◆ Extract ◆
Kam
Kam

Reputation: 6008

Thread safe programming

I keep hearing about thread safe. What is that exactly and how and where can I learn to program thread safe code?

Also, assume I have 2 threads, one that writes to a structure and another one that reads from it. Is that dangerous in any way? Is there anything I should look for? I don't think it is a problem. Both threads will not (well can't ) be accessing the struct at the exact same time..

Also, can someone please tell me how in this example : https://stackoverflow.com/a/5125493/1248779 we are doing a better job in concurrency issues. I don't get it.

Upvotes: 7

Views: 5991

Answers (7)

djna
djna

Reputation: 55907

Thread-safety is one aspect of a larger set of issues under the general heading of "Concurrent Programming". I'd suggest reading around that subject.

Your assumption that two threads cannot access the struct at the same time is not good. First: today we have multi-core machines, so two threads can be running at exactly the same time. Second: even on a single core machine the slices of time given to any other thread are unpredicatable. You have to anticipate that ant any arbitrary time the "other" thread might be processing. See my "window of opportunity" example below.

The concept of thread-safety is exactly to answer the question "is this dangerous in any way". The key question is whether it's possible for code running in one thread to get an inconsistent view of some data, that inconsistency happening because while it was running another thread was in the middle of changing data.

In your example, one thread is reading a structure and at the same time another is writing. Suppose that there are two related fields:

  { foreground: red; background: black }

and the writer is in the process of changing those

   foreground = black;
            <=== window of opportunity
   background = red;

If the reader reads the values at just that window of opportunity then it sees a "nonsense" combination

  { foreground: black; background: black }

This essence of this pattern is that for a brief time, while we are making a change, the system becomes inconsistent and readers should not use the values. As soon as we finish our changes it becomes safe to read again.

Hence we use the CriticalSection APIs mentioned by Stefan to prevent a thread seeing an inconsistent state.

Upvotes: 4

Anthony Williams
Anthony Williams

Reputation: 68581

Thread safety is a simple concept: is it "safe" to perform operation A on one thread whilst another thread is performing operation B, which may or may not be the same as operation A. This can be extended to cover many threads. In this context, "safe" means:

  • No undefined behaviour
  • All invariants of the data structures are guaranteed to be observed by the threads

The actual operations A and B are important. If two threads both read a plain int variable, then this is fine. However, if any thread may write to that variable, and there is no synchronization to ensure that the read and write cannot happen together, then you have a data race, which is undefined behaviour, and this is not thread safe.

This applies equally to the scenario you asked about: unless you have taken special precautions, then it is not safe to have one thread read from a structure at the same time as another thread writes to it. If you can guarantee that the threads cannot access the data structure at the same time, through some form of synchronization such as a mutex, critical section, semaphore or event, then there is not a problem.

◆ Raw data ◆

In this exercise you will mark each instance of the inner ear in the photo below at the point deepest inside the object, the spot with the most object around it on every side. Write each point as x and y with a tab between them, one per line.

◆ Task directions ◆
Reproduce the thread-safety forum thread, starting at "This essence of" and ending at "to read again.", but switch "inconsistent" to "incoherent".

◆ Task answer ◆
This essence of this pattern is that for a brief time, while we are making a change, the system becomes incoherent and readers should not use the values. As soon as we finish our changes it becomes safe to read again.